[Dataset excerpts on object pointing]
******
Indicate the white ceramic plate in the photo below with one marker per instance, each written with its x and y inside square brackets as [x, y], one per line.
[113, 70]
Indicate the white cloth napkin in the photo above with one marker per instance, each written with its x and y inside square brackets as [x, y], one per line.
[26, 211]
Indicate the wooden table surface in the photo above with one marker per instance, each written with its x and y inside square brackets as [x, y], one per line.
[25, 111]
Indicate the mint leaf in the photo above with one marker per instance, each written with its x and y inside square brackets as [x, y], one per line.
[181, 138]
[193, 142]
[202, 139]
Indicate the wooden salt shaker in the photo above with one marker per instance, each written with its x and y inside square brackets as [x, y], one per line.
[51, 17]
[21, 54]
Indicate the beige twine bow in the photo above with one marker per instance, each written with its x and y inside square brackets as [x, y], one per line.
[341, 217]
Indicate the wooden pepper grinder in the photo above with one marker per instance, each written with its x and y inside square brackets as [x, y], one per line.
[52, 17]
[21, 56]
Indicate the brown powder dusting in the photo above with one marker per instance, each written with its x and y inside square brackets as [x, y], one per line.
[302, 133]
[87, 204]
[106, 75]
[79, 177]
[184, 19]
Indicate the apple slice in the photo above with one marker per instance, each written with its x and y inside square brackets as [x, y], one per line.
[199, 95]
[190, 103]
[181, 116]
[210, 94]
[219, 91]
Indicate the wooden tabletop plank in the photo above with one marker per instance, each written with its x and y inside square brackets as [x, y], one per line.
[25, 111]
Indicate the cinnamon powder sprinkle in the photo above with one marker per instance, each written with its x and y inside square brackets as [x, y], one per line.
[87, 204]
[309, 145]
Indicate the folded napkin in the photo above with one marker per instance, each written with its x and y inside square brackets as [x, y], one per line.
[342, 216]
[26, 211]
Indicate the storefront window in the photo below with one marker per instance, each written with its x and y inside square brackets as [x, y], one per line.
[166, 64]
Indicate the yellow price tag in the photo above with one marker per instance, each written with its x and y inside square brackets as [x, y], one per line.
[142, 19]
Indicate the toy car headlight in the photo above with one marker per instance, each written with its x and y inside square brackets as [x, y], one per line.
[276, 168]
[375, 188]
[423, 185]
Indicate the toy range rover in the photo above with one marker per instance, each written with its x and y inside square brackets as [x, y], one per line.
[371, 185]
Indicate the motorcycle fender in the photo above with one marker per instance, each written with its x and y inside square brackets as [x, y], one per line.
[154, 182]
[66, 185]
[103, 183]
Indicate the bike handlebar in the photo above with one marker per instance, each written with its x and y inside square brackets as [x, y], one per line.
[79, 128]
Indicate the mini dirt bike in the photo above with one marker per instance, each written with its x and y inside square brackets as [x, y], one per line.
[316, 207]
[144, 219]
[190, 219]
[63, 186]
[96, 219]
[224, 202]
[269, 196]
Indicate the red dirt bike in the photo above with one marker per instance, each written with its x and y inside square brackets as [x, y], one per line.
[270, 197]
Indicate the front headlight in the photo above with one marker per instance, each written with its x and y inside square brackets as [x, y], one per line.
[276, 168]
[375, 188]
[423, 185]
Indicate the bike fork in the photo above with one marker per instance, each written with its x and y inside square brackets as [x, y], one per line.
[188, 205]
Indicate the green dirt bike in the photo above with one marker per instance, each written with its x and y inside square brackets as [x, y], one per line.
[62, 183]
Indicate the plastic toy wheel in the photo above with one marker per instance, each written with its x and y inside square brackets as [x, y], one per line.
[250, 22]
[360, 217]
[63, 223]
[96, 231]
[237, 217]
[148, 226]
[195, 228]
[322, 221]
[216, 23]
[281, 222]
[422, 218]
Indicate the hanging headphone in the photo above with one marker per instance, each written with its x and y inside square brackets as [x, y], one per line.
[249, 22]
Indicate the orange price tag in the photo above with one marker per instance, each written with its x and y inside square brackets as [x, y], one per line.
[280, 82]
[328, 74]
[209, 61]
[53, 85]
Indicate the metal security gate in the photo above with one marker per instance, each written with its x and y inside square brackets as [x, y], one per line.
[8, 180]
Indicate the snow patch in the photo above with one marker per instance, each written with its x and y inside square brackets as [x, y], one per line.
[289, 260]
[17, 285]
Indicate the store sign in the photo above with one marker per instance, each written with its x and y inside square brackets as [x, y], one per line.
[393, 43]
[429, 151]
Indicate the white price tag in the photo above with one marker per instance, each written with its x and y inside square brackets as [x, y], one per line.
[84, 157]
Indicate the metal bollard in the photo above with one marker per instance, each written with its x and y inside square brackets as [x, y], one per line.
******
● **SHORT TASK**:
Take the line holding "Indicate the store sign" and all lines after it through the end of the data, and set them down exactly.

● **REPLY TO THE TASK**:
Indicate the store sign in the photo above with one marker per instance, each written with its x and y inside square brackets as [x, y], one per line.
[393, 43]
[429, 151]
Indicate the white price tag in the photo above with one marker per instance, each written with its x and y inside square brackets as [x, y], one per line.
[84, 157]
Indicate the metal bollard in the photo above with one marker per instance, each written with its x and y inside square brackets as [x, y], one per line.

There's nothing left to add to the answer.